■ **Text shown**
^^^^^^^^

Accelerators transform not only startups, but the founders themselves. To keep their heads above water, founders have to learn to move quickly. The learning dynamic within accelerators is complex. Anyone with the intention of building an accelerator would be wise to read Susan L. Cohen’s How to Accelerate Learning: Entrepreneurial Ventures Participating in Accelerator Programs. This study lays out a learning framework based on the structural elements of the accelerator. That includes directors, mentors, cohorts and teams, as well as how time constraints can affect learning.


Source: Cohen, 2013

Formal Program

Looking beyond the indirect learning factors, accelerators must plan some sort of education curriculum. While 97 percent of accelerators offer business skills training, training/education offered at accelerators is far from uniform. Effective training methods vary widely based on the topics covered, time spent in class, cohort size, location, etc.

Topics Covered

What’s Working in Startup Acceleration, a study of 15 Village Capital programs by the Global Accelerator Learning Initiative (GALI), found that high-performing programs spent less time working on finance, accounting and formal business plan development, and more time on presentation skills, communication skills, networking, organization structure and design.


Source: GALI, 2016

Accelerators need to focus on the practicalities of innovation, not the intricacies of double-entry bookkeeping. Many promising entrepreneurs don’t have access to resources because they don’t have the right networks. They didn’t go to the right schools or don’t speak the same language as emerging market investors. (This is part of the reason we’ve created HowDo; to provide a baseline for people to discuss innovation and growth. If you need help building a bespoke education program for your accelerator, Contact West.)

So, while understanding financials is necessary for running a business, it’s not the best use of accelerators’ time. When planning the education curriculum, there should be less concern with the output and more focus on perfecting what goes into creating output that has value.

According to a Whitepaper by Impact Accelerator, startups most request courses on user experience, digital marketing, and SEO optimization.

Educational Program Structure

“Less is more’ when it comes to program content. Programs where entrepreneurs spend a lot of time in the classroom — listening to guest speakers or to us teaching — have inferior outcomes.” What’s Working in Startup Acceleration, GALI

When there’s teaching to do be done, it’s tempting to sit students down in a classroom and show them what they need to know. But GALI found that “the more remote work we allow, the better.” Indirect learning, which focuses on the student’s inquiry and exploration rather than the teacher’s instruction, allows entrepreneurs to learn while working on their business plan and product.

^^^^^^^^

■ **Records**
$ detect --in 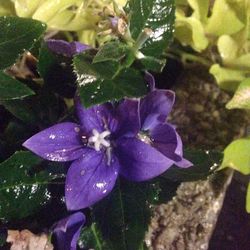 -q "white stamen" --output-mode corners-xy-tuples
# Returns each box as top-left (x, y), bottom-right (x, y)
(89, 129), (110, 151)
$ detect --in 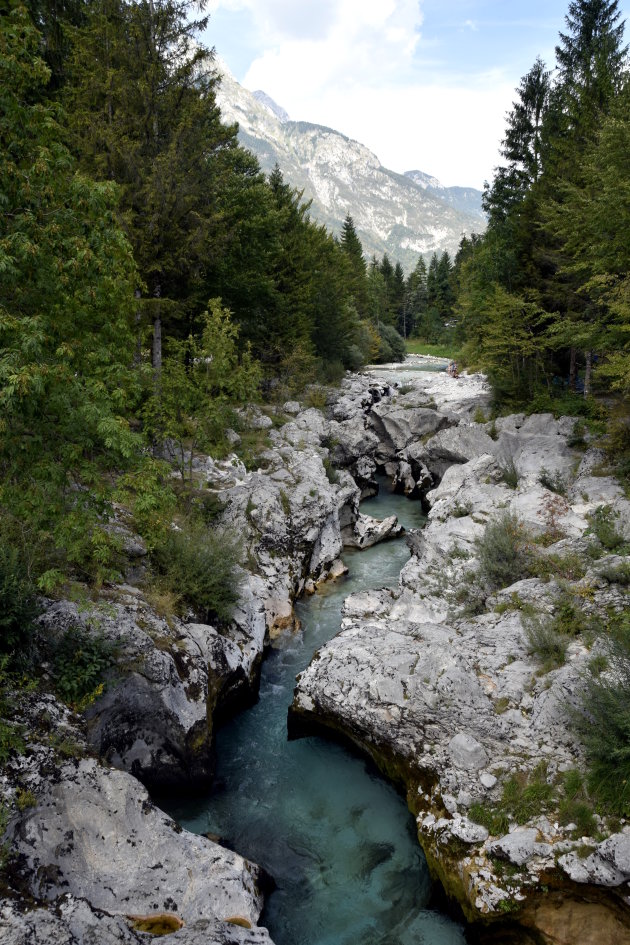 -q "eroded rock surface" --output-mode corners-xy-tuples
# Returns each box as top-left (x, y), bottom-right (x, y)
(291, 364), (630, 945)
(0, 695), (271, 945)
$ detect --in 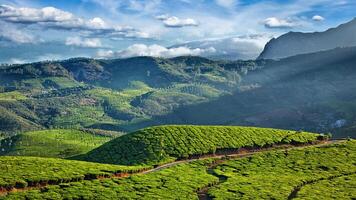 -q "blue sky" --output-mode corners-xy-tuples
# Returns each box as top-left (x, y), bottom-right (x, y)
(0, 0), (356, 63)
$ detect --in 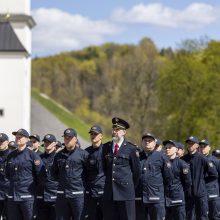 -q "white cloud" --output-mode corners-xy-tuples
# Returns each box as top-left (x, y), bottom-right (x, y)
(112, 3), (220, 29)
(32, 8), (122, 55)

^^^^^^^^

■ **Task instructions**
Please continue the text on learning in startup accelerators, picking up after its last sentence.

■ **Expected answer**
According to the authors of a research paper titled “Do Accelerators Accelerate? The Role of Indirect Learning in New Venture Development:” “Much of the benefits of accelerator participation likely stems from accelerators providing opportunities for indirect learning that help entrepreneurs correct known and unknown flaws and gaps in their initial business plans and identify unexpected possibilities for improvements (e.g., target customer, go-to-market plan, technology and operations strategy, profit formula).”

Accelerators should design curricula around things entrepreneurs do remotely that serve the dual function of teaching valuable lessons and helping advance the startup. Time on site is better used in building relationships.

Some accelerators are beginning to blend online education with the accelerator experience. This allows founders to spend more time building both networks and product.

Focus and Cohort Size

Where the accelerator is located and how many entrepreneurs it’s trying to serve will both influence the design of the curriculum.

“Accelerators that operate in regions without a strong history of entrepreneurship will need to create a more comprehensive educational program,” wrote Christiansen in Copying Y Combinator, “while accelerators that focus on more experienced entrepreneurs can likely be successful with a more tailored educational program.”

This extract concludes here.